### TASK SET
1. In the passage about Summitt and Alzheimer's, which newspaper published Sally Jenkins's column?
2. Extend the passage about Summitt and Alzheimer's by writing the next paragraph after its final sentence.

Summitt says that with the full support of the university, she will remain in her coaching job and will teach and lead, while handing off more responsibilities to her assistants. And, she plans to become a spokesperson for the cause of finding a cure for the disease.

In a remarkable story in the Washington Post today, columnist Sally Jenkins (a friend of Summitt’s) writes that “now she will need a different kind of counterintuitive strength. Surrender and acceptance have never come naturally to her, nor has admitting vulnerability. She has trouble even uttering the word Alzheimer’s. But she’s learning ... With acceptance has come relief — and, thanks to treatment, apparent improvement.

Referring expression pointing data

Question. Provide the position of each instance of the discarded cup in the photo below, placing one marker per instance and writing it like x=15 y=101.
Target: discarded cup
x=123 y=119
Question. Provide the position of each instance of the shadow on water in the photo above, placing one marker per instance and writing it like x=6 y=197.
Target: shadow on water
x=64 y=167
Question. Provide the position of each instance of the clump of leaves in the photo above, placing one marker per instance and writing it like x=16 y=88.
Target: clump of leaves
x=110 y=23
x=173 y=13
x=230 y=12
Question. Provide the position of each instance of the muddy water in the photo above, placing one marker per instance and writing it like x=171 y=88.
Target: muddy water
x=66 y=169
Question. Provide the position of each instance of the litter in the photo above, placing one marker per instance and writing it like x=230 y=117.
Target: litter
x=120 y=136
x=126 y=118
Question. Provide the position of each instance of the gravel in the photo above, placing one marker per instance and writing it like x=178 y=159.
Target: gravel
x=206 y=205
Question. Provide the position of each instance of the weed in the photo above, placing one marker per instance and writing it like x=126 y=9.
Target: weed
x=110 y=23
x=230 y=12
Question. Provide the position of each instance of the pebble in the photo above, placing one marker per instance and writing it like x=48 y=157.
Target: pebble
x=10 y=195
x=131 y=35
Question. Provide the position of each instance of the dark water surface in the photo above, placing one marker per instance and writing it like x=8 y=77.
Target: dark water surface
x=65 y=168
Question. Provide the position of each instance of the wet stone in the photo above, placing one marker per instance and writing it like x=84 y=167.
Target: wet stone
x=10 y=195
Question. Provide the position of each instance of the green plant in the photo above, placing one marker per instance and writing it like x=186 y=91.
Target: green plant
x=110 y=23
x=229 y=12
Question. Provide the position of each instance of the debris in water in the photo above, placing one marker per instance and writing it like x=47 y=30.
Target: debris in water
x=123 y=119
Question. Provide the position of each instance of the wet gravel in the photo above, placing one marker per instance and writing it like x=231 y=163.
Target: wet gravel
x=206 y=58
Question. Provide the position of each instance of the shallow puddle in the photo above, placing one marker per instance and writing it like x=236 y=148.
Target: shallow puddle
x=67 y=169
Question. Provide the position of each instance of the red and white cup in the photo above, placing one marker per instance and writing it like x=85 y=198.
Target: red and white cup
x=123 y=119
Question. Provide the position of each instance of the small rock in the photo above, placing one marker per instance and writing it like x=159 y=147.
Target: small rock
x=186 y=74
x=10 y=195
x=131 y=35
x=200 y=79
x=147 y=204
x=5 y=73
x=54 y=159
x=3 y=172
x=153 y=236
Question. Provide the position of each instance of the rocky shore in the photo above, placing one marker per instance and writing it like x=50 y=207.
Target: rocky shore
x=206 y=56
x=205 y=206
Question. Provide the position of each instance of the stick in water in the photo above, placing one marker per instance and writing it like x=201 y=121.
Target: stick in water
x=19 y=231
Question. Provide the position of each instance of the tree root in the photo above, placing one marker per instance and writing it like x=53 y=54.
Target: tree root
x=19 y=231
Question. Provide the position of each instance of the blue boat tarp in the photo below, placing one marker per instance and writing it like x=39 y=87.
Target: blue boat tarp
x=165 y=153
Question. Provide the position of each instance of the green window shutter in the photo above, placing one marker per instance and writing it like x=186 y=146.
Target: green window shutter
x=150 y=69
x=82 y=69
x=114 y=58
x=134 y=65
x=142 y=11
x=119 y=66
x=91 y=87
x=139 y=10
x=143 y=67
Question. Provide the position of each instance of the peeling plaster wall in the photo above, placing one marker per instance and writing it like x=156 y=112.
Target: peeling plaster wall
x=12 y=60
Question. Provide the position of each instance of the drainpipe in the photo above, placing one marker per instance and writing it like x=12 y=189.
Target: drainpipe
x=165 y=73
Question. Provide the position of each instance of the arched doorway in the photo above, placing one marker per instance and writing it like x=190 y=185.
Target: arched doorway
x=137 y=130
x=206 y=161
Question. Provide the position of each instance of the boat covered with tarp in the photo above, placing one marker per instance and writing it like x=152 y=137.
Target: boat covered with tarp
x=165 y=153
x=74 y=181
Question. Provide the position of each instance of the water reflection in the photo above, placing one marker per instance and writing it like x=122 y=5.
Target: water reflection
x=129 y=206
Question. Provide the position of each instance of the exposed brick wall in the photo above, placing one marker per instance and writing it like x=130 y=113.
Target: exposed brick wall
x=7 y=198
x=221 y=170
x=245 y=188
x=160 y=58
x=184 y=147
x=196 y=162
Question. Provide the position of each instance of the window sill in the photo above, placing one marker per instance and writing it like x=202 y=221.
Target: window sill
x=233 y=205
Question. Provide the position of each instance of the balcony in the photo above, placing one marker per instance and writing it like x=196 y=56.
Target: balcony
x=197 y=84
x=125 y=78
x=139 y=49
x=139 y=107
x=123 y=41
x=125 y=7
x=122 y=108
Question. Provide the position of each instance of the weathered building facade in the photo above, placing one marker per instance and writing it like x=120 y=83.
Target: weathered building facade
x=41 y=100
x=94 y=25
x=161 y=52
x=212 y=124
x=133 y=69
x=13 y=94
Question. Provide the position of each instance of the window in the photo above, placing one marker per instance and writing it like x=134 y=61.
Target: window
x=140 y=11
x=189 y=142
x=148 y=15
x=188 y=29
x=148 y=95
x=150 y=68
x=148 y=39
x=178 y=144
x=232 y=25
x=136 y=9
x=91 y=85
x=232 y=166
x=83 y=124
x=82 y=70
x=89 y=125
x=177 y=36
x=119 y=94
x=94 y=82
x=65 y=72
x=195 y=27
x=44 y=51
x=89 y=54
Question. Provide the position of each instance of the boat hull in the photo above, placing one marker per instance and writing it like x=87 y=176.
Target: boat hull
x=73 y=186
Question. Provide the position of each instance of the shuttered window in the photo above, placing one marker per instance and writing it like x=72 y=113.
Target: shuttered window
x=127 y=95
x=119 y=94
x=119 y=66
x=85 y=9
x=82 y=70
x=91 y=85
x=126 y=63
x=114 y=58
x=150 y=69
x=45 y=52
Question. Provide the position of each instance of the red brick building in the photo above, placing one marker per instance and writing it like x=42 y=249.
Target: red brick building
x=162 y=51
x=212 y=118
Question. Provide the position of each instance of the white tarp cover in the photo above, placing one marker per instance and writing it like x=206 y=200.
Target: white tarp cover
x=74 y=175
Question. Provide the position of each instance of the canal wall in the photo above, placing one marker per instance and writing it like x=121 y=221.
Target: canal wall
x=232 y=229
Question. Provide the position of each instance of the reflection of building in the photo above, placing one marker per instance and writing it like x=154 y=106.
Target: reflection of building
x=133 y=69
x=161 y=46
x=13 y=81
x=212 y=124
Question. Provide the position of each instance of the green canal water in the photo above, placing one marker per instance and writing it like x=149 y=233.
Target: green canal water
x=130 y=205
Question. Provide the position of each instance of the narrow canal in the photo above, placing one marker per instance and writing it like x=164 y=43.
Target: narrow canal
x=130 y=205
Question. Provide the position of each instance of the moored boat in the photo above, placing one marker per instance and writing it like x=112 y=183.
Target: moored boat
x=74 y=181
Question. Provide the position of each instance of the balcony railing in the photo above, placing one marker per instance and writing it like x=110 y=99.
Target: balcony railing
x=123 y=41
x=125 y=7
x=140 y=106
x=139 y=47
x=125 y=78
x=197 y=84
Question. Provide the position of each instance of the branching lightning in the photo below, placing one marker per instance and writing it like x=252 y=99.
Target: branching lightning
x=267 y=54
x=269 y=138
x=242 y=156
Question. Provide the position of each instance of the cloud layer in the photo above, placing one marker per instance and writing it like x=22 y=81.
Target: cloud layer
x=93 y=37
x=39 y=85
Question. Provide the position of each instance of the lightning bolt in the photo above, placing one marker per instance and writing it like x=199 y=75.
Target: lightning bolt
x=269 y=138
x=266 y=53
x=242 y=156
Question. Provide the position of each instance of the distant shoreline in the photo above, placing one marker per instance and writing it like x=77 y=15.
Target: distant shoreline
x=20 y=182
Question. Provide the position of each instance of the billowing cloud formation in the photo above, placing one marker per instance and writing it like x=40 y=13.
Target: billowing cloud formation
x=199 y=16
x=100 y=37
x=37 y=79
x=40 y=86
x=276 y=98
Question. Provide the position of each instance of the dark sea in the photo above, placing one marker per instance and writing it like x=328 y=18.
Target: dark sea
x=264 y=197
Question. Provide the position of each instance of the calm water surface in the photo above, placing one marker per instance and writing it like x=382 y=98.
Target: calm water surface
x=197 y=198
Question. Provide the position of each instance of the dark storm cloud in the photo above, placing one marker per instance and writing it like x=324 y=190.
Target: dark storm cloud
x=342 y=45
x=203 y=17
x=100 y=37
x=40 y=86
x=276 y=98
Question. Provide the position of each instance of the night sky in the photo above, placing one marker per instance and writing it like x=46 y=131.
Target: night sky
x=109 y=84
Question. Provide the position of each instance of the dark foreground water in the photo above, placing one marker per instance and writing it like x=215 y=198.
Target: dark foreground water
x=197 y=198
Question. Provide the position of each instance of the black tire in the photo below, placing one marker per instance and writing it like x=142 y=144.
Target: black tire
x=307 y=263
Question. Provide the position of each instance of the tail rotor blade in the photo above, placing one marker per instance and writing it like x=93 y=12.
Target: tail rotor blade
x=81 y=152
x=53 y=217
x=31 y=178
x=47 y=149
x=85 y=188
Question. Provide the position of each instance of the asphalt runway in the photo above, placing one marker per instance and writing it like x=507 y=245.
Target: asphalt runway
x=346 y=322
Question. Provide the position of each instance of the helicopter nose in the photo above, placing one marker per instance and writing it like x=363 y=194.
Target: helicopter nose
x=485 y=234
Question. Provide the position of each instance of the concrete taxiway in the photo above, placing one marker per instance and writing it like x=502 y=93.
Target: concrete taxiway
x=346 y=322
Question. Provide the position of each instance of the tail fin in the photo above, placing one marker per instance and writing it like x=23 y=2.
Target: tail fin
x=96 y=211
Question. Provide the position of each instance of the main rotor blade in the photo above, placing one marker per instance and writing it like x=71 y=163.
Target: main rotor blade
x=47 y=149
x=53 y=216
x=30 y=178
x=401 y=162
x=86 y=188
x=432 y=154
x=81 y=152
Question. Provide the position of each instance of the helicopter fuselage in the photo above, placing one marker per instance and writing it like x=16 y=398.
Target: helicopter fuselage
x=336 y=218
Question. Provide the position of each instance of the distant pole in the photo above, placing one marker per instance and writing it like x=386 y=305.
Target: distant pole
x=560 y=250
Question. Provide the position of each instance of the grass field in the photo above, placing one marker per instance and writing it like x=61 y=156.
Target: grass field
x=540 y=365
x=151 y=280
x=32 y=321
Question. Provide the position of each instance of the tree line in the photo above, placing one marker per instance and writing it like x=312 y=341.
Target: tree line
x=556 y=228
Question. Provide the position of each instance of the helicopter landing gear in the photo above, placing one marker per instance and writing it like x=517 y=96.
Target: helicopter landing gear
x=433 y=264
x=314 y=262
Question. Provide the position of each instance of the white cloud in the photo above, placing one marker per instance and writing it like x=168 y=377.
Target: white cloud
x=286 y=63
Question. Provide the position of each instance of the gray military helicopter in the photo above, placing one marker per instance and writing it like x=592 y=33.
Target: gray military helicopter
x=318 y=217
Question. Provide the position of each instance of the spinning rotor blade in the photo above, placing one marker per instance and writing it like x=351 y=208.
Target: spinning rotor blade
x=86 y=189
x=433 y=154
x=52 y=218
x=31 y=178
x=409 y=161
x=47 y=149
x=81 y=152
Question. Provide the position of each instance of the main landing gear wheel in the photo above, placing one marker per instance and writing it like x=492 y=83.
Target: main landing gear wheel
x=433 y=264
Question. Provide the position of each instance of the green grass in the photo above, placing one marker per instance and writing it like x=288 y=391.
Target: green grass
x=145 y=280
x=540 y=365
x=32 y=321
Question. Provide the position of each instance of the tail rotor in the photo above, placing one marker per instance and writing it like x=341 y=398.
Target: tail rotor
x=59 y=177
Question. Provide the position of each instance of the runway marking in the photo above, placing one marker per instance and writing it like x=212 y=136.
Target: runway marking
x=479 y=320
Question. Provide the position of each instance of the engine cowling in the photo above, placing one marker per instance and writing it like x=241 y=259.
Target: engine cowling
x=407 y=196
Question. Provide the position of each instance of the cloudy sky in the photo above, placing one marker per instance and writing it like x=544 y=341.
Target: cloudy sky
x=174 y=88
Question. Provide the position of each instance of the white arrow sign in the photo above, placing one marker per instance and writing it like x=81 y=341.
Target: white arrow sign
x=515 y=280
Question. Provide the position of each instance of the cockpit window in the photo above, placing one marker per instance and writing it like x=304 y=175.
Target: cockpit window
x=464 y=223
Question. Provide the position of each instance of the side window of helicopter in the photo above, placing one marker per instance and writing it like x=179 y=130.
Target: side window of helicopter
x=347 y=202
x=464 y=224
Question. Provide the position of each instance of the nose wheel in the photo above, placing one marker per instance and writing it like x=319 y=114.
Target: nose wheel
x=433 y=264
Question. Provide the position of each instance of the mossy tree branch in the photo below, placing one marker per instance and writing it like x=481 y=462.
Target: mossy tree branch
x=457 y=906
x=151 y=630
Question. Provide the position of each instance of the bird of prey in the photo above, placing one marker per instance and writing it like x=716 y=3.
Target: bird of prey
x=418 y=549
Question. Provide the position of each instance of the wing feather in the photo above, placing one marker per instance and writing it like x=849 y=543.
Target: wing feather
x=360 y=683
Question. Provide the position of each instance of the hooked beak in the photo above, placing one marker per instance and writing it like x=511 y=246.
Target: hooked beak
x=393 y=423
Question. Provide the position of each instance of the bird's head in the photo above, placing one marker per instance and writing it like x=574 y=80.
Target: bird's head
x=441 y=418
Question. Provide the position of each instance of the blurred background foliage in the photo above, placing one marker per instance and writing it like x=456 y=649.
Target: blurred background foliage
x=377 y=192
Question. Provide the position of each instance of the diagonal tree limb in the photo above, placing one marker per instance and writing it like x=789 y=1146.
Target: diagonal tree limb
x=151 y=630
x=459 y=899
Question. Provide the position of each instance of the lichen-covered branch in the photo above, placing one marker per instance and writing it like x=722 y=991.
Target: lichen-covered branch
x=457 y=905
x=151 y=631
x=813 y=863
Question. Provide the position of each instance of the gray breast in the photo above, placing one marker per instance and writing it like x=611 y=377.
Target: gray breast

### EXERCISE RESULTS
1. The Washington Post.

2.
“Every morning she reads, or studies math problems on flash cards. Each night she spends hours working on her iPad, doing puzzles to improve her cognitive abilities ... Over the last few days, with the clarity of her diagnosis and decision to go public, Summitt has recovered her confidence. More often than not, it is she who comforts others, as usual. Her staff have grief-stretched looks around their eyes, and seem quietly destroyed under their skins. Every so often you find one of them has ducked into her laundry room to weep. It’s Summitt who puts her arms around them and talks quietly into their ear. ‘I don’t want you worrying about me,’ she says. Strong has always been her natural, preferred state.”